= YOUR INSTRUCTIONS =
Repeat every one of the lines below word for word, with nothing added or changed.

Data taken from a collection
start
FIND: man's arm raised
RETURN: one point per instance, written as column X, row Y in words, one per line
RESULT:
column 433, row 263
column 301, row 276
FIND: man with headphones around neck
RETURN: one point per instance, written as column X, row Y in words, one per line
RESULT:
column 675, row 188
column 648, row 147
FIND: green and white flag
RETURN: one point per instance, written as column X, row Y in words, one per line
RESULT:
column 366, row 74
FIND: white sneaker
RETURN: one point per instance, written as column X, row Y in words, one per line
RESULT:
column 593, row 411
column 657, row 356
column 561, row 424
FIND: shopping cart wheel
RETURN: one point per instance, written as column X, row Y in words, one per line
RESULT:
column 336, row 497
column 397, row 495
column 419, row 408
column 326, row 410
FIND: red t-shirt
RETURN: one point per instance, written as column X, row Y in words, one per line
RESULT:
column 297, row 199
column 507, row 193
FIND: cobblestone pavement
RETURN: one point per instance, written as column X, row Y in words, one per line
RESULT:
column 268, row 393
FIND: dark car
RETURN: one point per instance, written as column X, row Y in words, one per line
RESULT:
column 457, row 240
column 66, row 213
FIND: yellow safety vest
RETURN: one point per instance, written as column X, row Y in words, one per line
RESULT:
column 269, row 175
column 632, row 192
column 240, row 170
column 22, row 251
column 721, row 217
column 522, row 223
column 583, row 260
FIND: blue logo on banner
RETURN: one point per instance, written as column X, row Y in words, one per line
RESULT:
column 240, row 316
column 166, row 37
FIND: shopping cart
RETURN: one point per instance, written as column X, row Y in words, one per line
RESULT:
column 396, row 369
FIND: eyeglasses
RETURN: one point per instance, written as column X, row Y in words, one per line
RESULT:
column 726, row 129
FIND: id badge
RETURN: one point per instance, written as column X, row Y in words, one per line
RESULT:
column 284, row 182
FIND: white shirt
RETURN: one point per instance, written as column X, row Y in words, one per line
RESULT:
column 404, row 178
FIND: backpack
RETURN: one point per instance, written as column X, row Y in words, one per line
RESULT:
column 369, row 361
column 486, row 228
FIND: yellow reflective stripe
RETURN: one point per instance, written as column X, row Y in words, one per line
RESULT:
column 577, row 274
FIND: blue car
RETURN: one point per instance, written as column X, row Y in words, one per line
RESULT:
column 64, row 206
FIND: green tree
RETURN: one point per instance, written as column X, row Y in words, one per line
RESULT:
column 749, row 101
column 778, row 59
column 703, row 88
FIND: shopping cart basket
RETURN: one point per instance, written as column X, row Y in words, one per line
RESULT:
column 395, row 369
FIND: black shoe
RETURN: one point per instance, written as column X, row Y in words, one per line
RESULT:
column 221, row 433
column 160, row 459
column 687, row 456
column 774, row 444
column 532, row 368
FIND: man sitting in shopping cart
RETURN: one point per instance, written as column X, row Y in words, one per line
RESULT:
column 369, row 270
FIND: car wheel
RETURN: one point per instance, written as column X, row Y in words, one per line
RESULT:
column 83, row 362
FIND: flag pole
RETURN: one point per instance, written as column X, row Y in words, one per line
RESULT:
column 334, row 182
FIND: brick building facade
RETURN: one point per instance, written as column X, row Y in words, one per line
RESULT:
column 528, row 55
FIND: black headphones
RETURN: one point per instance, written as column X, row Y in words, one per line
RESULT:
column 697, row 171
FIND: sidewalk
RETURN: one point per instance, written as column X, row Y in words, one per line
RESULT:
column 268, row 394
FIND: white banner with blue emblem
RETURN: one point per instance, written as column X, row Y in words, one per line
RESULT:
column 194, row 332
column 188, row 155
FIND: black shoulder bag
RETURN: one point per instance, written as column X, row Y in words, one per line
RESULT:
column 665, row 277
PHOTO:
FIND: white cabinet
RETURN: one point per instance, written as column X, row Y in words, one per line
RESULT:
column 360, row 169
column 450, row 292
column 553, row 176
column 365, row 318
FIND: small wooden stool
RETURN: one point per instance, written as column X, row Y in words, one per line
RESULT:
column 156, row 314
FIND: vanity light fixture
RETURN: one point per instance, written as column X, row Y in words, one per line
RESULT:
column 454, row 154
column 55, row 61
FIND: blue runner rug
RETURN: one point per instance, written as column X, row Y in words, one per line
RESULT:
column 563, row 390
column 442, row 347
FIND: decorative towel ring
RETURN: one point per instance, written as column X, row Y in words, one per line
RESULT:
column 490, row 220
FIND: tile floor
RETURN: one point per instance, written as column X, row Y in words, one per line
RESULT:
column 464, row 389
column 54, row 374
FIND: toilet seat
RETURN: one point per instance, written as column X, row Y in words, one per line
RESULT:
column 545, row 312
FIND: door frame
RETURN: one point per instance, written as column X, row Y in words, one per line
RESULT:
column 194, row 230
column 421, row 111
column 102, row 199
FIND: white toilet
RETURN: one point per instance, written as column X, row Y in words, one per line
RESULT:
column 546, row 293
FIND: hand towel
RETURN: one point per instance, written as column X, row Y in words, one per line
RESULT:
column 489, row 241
end
= RESPONSE =
FIND: man's arm raised
RETURN: one point per instance, written as column X, row Y in words, one per line
RESULT:
column 433, row 263
column 301, row 276
FIND: man with headphones around neck
RETURN: one point per instance, written as column X, row Y in words, one per line
RESULT:
column 675, row 188
column 648, row 147
FIND: green and white flag
RETURN: one point per instance, written as column X, row Y in words, one per line
RESULT:
column 366, row 74
FIND: white sneaker
RETURN: one point per instance, written as column X, row Y in words, one per line
RESULT:
column 593, row 411
column 657, row 356
column 561, row 424
FIND: shopping cart wheel
RETURN: one point per instance, written as column X, row Y in words, one per line
RESULT:
column 336, row 497
column 397, row 495
column 419, row 408
column 326, row 410
FIND: red t-shirt
RETURN: one point per instance, written as column X, row Y in words, one per line
RESULT:
column 297, row 199
column 507, row 193
FIND: cobblestone pavement
RETURN: one point per instance, written as column X, row Y in words, one per line
RESULT:
column 268, row 393
FIND: dark car
RETURN: one point per instance, written as column X, row Y in words, one per line
RESULT:
column 457, row 240
column 66, row 213
FIND: yellow safety vest
RETURN: one point per instance, written as column X, row Y in words, one per line
RESULT:
column 269, row 175
column 632, row 192
column 240, row 170
column 22, row 251
column 721, row 217
column 522, row 223
column 583, row 260
FIND: blue logo on banner
RETURN: one point per instance, written as column X, row Y in words, one per line
RESULT:
column 240, row 316
column 166, row 37
FIND: shopping cart
RETURN: one point per instance, written as column X, row Y in words, one per line
RESULT:
column 396, row 369
FIND: eyeglasses
RETURN: one point per instance, written as column X, row Y in words, one per line
RESULT:
column 726, row 129
FIND: id badge
RETURN: one point per instance, written as column X, row Y in words, one per line
RESULT:
column 284, row 182
FIND: white shirt
RETURN: one point per instance, written as column X, row Y in words, one per line
RESULT:
column 404, row 178
FIND: backpack
RETURN: one point per instance, written as column X, row Y in words, one per line
RESULT:
column 369, row 361
column 486, row 228
FIND: yellow reflective stripe
RETURN: one point per instance, written as column X, row Y in words, one per line
RESULT:
column 577, row 274
FIND: blue car
RETURN: one point per instance, written as column X, row Y in words, one per line
RESULT:
column 64, row 206
FIND: green tree
RETURN: one point per instance, written as column X, row Y in words, one per line
RESULT:
column 749, row 101
column 778, row 59
column 703, row 88
FIND: shopping cart basket
RETURN: one point per instance, written as column X, row Y in words, one per line
RESULT:
column 395, row 369
FIND: black shoe
RETURN: one point per instance, written as column X, row Y in words, one per line
RESULT:
column 221, row 433
column 160, row 459
column 687, row 456
column 774, row 444
column 532, row 368
FIND: man sitting in shopping cart
RETURN: one point per instance, written as column X, row Y in words, one per line
RESULT:
column 369, row 270
FIND: car wheel
RETURN: one point per instance, written as column X, row Y in words, one per line
RESULT:
column 83, row 362
FIND: flag pole
RETURN: one point per instance, written as column X, row Y in words, one per line
RESULT:
column 334, row 182
FIND: brick building facade
RETURN: one point per instance, written as column X, row Y in words, one per line
RESULT:
column 528, row 55
FIND: black headphones
RETURN: one point per instance, written as column X, row Y in words, one per line
RESULT:
column 697, row 171
FIND: sidewalk
RETURN: one point per instance, written as column X, row Y in words, one per line
RESULT:
column 268, row 394
FIND: white banner with blue emblem
RETURN: one point per instance, written as column X, row Y in words, one per line
RESULT:
column 194, row 332
column 188, row 155
FIND: black shoulder bag
RETURN: one point per instance, written as column X, row Y in words, one per line
RESULT:
column 665, row 277
PHOTO:
FIND: white cabinet
RETURN: one point per instance, written as column X, row Y in words, one per line
RESULT:
column 360, row 169
column 450, row 292
column 553, row 176
column 365, row 318
FIND: small wooden stool
RETURN: one point per instance, written as column X, row Y in words, one per line
RESULT:
column 156, row 314
FIND: vanity light fixture
RETURN: one point per instance, written as column X, row Y in words, one per line
RESULT:
column 454, row 154
column 55, row 61
FIND: blue runner rug
RETURN: one point per instance, written as column X, row Y in words, one per line
RESULT:
column 563, row 390
column 442, row 347
FIND: decorative towel ring
RETURN: one point per instance, written as column X, row Y in words, one per line
RESULT:
column 490, row 220
FIND: tile floor
RETURN: one point per instance, written as column X, row Y in words, one per line
RESULT:
column 464, row 389
column 54, row 374
FIND: toilet seat
RETURN: one point per instance, written as column X, row Y in words, one per line
RESULT:
column 545, row 312
FIND: door frame
RETURN: one point per instance, written as column X, row Y in words, one per line
RESULT:
column 194, row 230
column 421, row 111
column 102, row 199
FIND: white toilet
RETURN: one point per instance, written as column X, row Y in words, one per line
RESULT:
column 546, row 293
FIND: hand towel
RETURN: one point per instance, written as column X, row Y in words, one per line
RESULT:
column 489, row 241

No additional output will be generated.